Articles
 

 

 

 

Cortland Jessup

and the Art of Instigation

Originally published in The Cape Codder, June 21, 2000

Birds rustle and chitter in the birch tree that overhangs the alleyway entrance to the Cortland Jessup Gallery in Provincetown, located in what might be called Gallery Central, a small intersection in east end Commercial Street.  The gallery, which celebrates its 11th season this year, wasn't located here originally.  It began as an overnight venture, when, visiting P'town in 1990, Jessup saw an empty shop space at the Courtyard in the center of town.  In three weeks, she was open for business, with six artists scheduled for exhibit, and before long, she had occupied most of the lower Courtyard.  An art gallery wasn't really Jessup's ambition.  It was simply another turning point in her long career as a creator, promoter, and collaborator in the arts.  Another manifestation of Lamia Ink [la mia, feminine, singular, mine -- loosely translated, "my thing" or "my work" and Ink for both its literary reference and "incorporated"], the non-profit arts organization she created to make art happen in diverse "alternative" formats.  Indeed, her extraordinary ability to produce the opportunity and the conditions for collaborative art-making is Jessup's own art.

 

That passion began in Joplin, Missouri, where in high school Jessup was thoroughly seduced by the theatre.  Acting, singing, writing, producing, the competitions, the winner's kiss from Bob Cummins -- she loved everything about it. It's a familiar tale in that way.  In 1966, right out of college, Jessup headed for the bright lights of the New York with two college chums.  One got out of the car before the car got out of Joplin; one returned home after two weeks in the city, but Jessup was there to stay.  "I felt like a duck in water," she says.  "I knew I was home." She arrived with $25.00 in her pocket and a Texaco credit card, which got her a room at Howard Johnson's in Times Square.   Within a week she found a sublet in the Village and a waitressing job, and had immersed herself in the theatre community and the incomparable life of a NY artist.

 

In 1973, Jessup left New York to attend grad school in LA.  She had discovered she didn't really want to be on stage; rather, she wanted to write and to produce, "to instigate".  It was this practice of collaborative creation that grounded her roaming spirit.  Now she was writing lyrics, collaborating with a composer.  In school in LA, she supported herself doing TV commercials.  Her residuals were ample. With that money in pocket, she opened her first gallery; really, a gallery-performance space, for she was interested in exhibiting/producing whatever people were creating.  There was visual art, theatre, dance, poetry, musical performance -- all in the risky alternative genre of collaborative work, of "relationship," that fired her imagination and passion.  She called it Art Arbor West, thinking that perhaps she would be bicoastal, with an art space both east and west.  The money was good in LA, but after five years, she had to admit to herself that she just didn't like the place.  She wanted to be back east.

Material for this exercise:
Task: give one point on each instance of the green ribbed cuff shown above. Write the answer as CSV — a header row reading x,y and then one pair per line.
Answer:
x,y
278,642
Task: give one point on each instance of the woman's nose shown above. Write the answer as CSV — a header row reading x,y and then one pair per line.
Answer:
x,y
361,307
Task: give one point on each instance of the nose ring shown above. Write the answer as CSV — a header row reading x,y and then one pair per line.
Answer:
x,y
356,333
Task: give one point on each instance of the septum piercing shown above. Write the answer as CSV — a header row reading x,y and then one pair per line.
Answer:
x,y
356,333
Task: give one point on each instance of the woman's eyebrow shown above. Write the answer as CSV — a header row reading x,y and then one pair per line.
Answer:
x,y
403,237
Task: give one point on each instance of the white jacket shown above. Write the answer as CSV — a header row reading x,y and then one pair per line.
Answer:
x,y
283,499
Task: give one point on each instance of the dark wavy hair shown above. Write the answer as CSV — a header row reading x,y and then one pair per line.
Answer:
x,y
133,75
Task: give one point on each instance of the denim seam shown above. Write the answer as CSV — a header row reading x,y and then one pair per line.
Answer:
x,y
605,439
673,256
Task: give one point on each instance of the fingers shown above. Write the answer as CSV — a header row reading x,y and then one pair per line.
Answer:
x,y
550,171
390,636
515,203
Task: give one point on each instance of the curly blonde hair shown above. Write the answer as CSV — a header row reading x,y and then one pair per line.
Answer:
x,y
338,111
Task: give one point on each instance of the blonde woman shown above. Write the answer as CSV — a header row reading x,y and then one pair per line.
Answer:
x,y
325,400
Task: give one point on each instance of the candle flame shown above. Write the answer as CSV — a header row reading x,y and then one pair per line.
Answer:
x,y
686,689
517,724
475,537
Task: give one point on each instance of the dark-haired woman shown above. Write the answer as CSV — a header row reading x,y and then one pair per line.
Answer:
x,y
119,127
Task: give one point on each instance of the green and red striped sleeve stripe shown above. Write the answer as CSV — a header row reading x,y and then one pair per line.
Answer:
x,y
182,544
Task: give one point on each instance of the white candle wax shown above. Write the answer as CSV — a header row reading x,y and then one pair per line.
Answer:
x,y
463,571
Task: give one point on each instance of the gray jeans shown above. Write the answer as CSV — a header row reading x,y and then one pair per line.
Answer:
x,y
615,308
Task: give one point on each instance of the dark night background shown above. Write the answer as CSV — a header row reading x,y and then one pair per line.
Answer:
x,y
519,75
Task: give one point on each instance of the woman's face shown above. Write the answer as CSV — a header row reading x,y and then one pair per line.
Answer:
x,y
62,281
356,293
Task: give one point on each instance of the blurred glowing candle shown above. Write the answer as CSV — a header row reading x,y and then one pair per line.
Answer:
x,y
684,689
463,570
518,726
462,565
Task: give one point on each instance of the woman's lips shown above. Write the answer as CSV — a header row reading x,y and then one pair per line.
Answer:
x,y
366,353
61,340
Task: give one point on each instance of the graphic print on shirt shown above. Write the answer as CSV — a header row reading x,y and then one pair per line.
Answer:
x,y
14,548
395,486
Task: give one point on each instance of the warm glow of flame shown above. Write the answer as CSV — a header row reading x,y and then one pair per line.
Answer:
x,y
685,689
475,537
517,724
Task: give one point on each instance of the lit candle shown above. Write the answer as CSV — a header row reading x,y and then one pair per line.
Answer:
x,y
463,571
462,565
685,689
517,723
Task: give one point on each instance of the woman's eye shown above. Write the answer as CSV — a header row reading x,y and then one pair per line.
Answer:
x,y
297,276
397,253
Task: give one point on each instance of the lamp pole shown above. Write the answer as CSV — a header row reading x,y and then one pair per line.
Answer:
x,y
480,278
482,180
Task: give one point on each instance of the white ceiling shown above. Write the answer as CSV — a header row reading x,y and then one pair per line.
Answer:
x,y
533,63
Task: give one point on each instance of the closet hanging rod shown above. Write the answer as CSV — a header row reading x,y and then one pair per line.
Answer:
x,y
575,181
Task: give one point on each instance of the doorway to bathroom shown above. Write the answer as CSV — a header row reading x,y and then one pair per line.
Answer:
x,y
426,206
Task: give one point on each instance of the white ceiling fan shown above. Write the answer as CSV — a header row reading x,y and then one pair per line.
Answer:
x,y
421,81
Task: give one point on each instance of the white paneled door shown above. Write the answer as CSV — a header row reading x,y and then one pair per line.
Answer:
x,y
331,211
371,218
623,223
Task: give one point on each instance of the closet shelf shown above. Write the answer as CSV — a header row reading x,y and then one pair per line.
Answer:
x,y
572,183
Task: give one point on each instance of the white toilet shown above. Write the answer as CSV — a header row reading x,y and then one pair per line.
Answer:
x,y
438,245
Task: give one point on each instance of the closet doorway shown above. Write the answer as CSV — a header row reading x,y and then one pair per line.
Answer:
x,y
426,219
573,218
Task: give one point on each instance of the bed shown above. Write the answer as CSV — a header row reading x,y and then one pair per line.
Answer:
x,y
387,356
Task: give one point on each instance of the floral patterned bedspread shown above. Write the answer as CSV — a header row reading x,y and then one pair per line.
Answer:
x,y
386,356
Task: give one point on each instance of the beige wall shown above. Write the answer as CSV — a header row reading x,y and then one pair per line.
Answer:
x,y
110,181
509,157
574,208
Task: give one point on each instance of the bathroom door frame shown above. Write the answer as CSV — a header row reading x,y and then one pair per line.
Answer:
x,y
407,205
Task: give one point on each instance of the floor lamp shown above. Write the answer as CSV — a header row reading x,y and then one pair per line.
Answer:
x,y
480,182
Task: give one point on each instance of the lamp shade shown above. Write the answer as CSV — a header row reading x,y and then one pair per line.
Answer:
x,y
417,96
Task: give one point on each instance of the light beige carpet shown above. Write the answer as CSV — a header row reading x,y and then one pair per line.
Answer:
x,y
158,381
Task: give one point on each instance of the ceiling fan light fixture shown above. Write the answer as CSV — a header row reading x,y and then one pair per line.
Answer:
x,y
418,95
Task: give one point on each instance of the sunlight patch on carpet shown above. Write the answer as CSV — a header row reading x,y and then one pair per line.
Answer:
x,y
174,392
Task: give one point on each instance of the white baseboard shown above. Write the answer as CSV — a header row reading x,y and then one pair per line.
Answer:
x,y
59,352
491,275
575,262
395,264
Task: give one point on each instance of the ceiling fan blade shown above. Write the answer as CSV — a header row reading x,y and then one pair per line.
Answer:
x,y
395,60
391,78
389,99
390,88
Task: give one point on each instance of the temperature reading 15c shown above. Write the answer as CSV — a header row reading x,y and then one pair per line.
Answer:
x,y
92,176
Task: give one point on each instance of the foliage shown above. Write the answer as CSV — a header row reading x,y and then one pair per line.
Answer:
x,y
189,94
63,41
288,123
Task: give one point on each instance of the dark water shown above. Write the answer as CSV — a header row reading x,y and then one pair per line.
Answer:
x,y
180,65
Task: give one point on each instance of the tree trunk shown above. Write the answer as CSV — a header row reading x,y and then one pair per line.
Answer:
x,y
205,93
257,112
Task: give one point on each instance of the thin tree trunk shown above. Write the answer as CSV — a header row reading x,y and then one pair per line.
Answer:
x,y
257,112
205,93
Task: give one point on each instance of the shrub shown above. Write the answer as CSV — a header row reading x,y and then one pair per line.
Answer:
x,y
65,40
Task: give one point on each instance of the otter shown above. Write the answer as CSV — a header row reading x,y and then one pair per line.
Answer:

Set task 1:
Answer these from the article about Cortland Jessup:
(a) In what year did Jessup leave for New York right out of college?
(b) What name did she give her first gallery in LA?
(c) Which season does the Provincetown gallery celebrate this year?
Set task 2:
Show every line in the records that contains the word "beige".

Full output 1:
(a) 1966
(b) Art Arbor West
(c) Its 11th season

Full output 2:
Task: give one point on each instance of the beige wall shown above. Write the answer as CSV — a header row reading x,y and then one pair per line.
Task: give one point on each instance of the light beige carpet shown above. Write the answer as CSV — a header row reading x,y and then one pair per line.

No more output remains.